### STATED EXERCISE
Recast every line of the entries below as a Markdown table with the columns Row and Line, numbering the rows and skipping blank lines. Leave the pictures out of the answer.

### DATA SHOWN
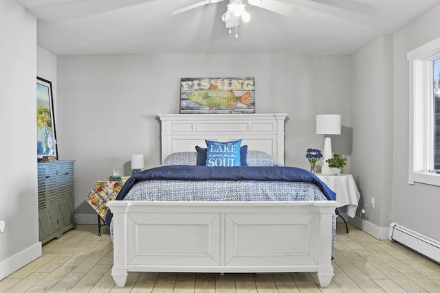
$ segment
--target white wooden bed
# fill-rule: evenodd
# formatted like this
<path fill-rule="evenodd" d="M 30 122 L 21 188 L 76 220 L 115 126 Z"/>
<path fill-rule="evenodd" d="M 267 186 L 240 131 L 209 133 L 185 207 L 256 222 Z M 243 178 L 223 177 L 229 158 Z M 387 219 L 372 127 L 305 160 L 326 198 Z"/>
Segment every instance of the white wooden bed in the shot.
<path fill-rule="evenodd" d="M 242 139 L 284 163 L 285 114 L 160 115 L 162 161 L 204 139 Z M 317 272 L 329 285 L 335 201 L 111 201 L 118 286 L 128 272 Z"/>

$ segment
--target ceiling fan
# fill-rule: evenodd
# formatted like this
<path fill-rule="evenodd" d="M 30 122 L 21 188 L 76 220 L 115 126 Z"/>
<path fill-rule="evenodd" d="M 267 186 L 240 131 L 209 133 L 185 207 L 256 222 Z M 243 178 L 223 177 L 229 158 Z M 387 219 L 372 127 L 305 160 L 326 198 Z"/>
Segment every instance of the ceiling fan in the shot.
<path fill-rule="evenodd" d="M 204 0 L 194 4 L 185 6 L 182 8 L 170 12 L 171 14 L 177 14 L 184 11 L 189 10 L 207 4 L 221 2 L 224 0 Z M 248 0 L 250 5 L 266 9 L 280 14 L 290 16 L 294 15 L 298 8 L 280 2 L 278 0 Z M 226 23 L 226 27 L 234 27 L 240 24 L 240 19 L 243 22 L 250 20 L 250 14 L 245 9 L 245 4 L 243 0 L 230 0 L 228 4 L 228 10 L 221 16 L 221 19 Z"/>

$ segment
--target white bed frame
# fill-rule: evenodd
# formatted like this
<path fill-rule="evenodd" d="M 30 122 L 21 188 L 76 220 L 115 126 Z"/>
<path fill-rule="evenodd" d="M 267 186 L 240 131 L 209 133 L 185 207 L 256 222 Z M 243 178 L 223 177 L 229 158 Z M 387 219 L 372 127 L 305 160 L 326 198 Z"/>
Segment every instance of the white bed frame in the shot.
<path fill-rule="evenodd" d="M 160 115 L 162 160 L 204 139 L 242 139 L 284 163 L 285 114 Z M 128 272 L 317 272 L 329 285 L 332 215 L 338 203 L 107 202 L 113 214 L 116 285 Z"/>

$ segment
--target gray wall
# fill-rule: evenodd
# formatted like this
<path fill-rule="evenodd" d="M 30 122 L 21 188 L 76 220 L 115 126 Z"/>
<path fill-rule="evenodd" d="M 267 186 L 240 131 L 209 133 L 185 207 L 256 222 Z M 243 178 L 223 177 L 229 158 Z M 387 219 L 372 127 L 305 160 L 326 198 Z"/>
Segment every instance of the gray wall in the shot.
<path fill-rule="evenodd" d="M 348 56 L 58 56 L 58 152 L 76 160 L 78 222 L 85 214 L 96 222 L 86 196 L 113 169 L 129 174 L 131 154 L 144 154 L 146 168 L 160 163 L 156 116 L 179 113 L 181 78 L 254 77 L 256 112 L 289 114 L 286 164 L 308 169 L 306 150 L 322 149 L 324 141 L 315 134 L 316 115 L 339 113 L 345 128 L 350 126 L 349 73 Z M 336 137 L 333 151 L 349 156 L 349 133 Z"/>
<path fill-rule="evenodd" d="M 355 223 L 375 237 L 386 239 L 393 163 L 393 36 L 380 36 L 364 45 L 351 56 L 351 172 L 362 195 Z M 365 214 L 360 213 L 363 207 Z"/>
<path fill-rule="evenodd" d="M 0 1 L 0 279 L 41 254 L 36 183 L 36 19 Z"/>

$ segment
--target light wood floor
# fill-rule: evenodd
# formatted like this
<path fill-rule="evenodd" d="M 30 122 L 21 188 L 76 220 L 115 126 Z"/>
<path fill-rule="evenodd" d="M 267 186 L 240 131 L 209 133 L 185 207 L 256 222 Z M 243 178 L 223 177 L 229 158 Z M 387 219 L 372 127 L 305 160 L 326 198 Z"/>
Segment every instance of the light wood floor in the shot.
<path fill-rule="evenodd" d="M 43 246 L 43 256 L 0 281 L 0 292 L 440 292 L 440 266 L 388 240 L 338 224 L 335 275 L 321 288 L 314 273 L 130 272 L 128 285 L 111 276 L 107 227 L 80 225 Z"/>

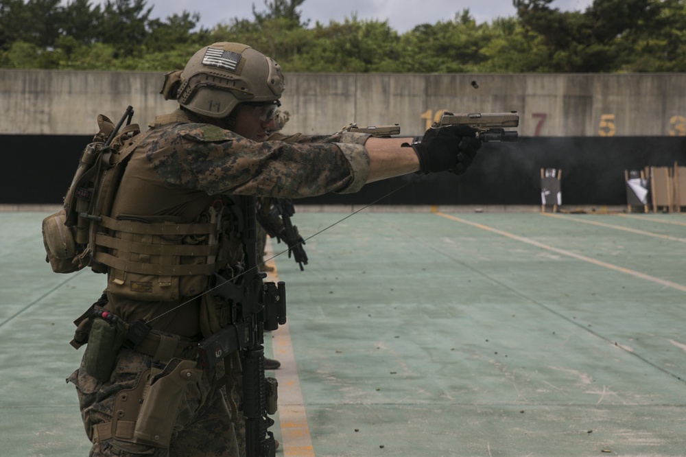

### SOLUTION
| Row | Line |
|---|---|
| 1 | $ segment |
| 2 | --target white wooden bed |
| 3 | # fill-rule: evenodd |
| 4 | # formatted like this |
| 5 | <path fill-rule="evenodd" d="M 30 122 L 21 188 L 76 220 L 115 126 Z"/> |
| 6 | <path fill-rule="evenodd" d="M 267 186 L 240 131 L 209 133 L 185 207 L 256 222 Z M 243 178 L 223 177 L 229 158 Z M 387 219 L 372 127 L 305 160 L 326 198 Z"/> |
| 7 | Segment every instance of the white wooden bed in the shot. |
| 8 | <path fill-rule="evenodd" d="M 242 139 L 284 163 L 285 114 L 160 115 L 162 161 L 204 139 Z M 317 272 L 329 285 L 335 201 L 111 201 L 118 286 L 128 272 Z"/> |
| 9 | $ segment |
| 10 | --target ceiling fan |
| 11 | # fill-rule: evenodd |
| 12 | # formatted like this |
| 13 | <path fill-rule="evenodd" d="M 30 122 L 21 188 L 76 220 L 115 126 Z"/> |
| 14 | <path fill-rule="evenodd" d="M 267 186 L 240 131 L 209 133 L 185 207 L 256 222 Z M 243 178 L 223 177 L 229 158 Z M 387 219 L 372 127 L 305 160 L 326 198 Z"/> |
| 15 | Segment every instance of the ceiling fan in the shot. |
| 16 | <path fill-rule="evenodd" d="M 204 0 L 194 4 L 185 6 L 182 8 L 170 12 L 171 14 L 177 14 L 184 11 L 189 10 L 207 4 L 221 2 L 224 0 Z M 248 0 L 250 5 L 266 9 L 280 14 L 290 16 L 294 15 L 298 8 L 280 2 L 278 0 Z M 226 23 L 226 27 L 234 27 L 240 24 L 240 19 L 243 22 L 250 20 L 250 14 L 245 9 L 245 4 L 243 0 L 230 0 L 228 4 L 228 10 L 221 16 L 221 19 Z"/> |
| 17 | $ segment |
| 18 | --target white bed frame |
| 19 | # fill-rule: evenodd |
| 20 | # formatted like this |
| 21 | <path fill-rule="evenodd" d="M 30 122 L 21 188 L 76 220 L 115 126 Z"/> |
| 22 | <path fill-rule="evenodd" d="M 267 186 L 240 131 L 209 133 L 185 207 L 256 222 Z M 243 178 L 223 177 L 229 158 Z M 387 219 L 372 127 L 305 160 L 326 198 Z"/> |
| 23 | Segment every instance of the white bed frame in the shot. |
| 24 | <path fill-rule="evenodd" d="M 160 115 L 162 160 L 204 139 L 242 139 L 284 163 L 285 114 Z M 128 272 L 317 272 L 329 285 L 332 215 L 338 203 L 107 202 L 113 214 L 116 285 Z"/> |
| 25 | $ segment |
| 26 | --target gray wall |
| 27 | # fill-rule: evenodd |
| 28 | # formatted like this |
| 29 | <path fill-rule="evenodd" d="M 30 122 L 21 188 L 76 220 L 115 126 Z"/> |
| 30 | <path fill-rule="evenodd" d="M 267 186 L 240 131 L 209 133 L 185 207 L 256 222 Z M 243 178 L 223 177 L 229 158 Z M 387 219 L 372 127 L 305 160 L 326 198 Z"/> |
| 31 | Segment every instance of the gray wall in the shot. |
| 32 | <path fill-rule="evenodd" d="M 348 56 L 58 56 L 58 152 L 76 160 L 78 222 L 85 214 L 96 222 L 86 196 L 113 169 L 129 174 L 131 154 L 144 154 L 146 168 L 160 163 L 156 116 L 179 113 L 181 78 L 254 77 L 256 112 L 289 114 L 286 164 L 308 169 L 306 150 L 322 149 L 324 141 L 315 134 L 316 115 L 339 113 L 345 128 L 350 126 L 349 73 Z M 336 137 L 333 151 L 349 156 L 349 133 Z"/> |
| 33 | <path fill-rule="evenodd" d="M 355 223 L 375 237 L 386 239 L 393 163 L 393 36 L 380 36 L 364 45 L 351 56 L 351 172 L 362 195 Z M 365 214 L 360 213 L 363 207 Z"/> |
| 34 | <path fill-rule="evenodd" d="M 0 1 L 0 279 L 41 254 L 36 183 L 36 19 Z"/> |
| 35 | $ segment |
| 36 | --target light wood floor |
| 37 | # fill-rule: evenodd |
| 38 | # formatted like this |
| 39 | <path fill-rule="evenodd" d="M 30 122 L 21 188 L 76 220 L 115 126 Z"/> |
| 40 | <path fill-rule="evenodd" d="M 267 186 L 240 131 L 209 133 L 185 207 L 256 222 Z M 243 178 L 223 177 L 229 158 Z M 387 219 L 372 127 L 305 160 L 326 198 Z"/> |
| 41 | Segment every instance of the light wood floor in the shot. |
| 42 | <path fill-rule="evenodd" d="M 43 246 L 43 256 L 0 281 L 0 292 L 440 292 L 440 266 L 388 240 L 338 224 L 335 275 L 321 288 L 314 273 L 130 272 L 128 285 L 111 276 L 107 227 L 80 225 Z"/> |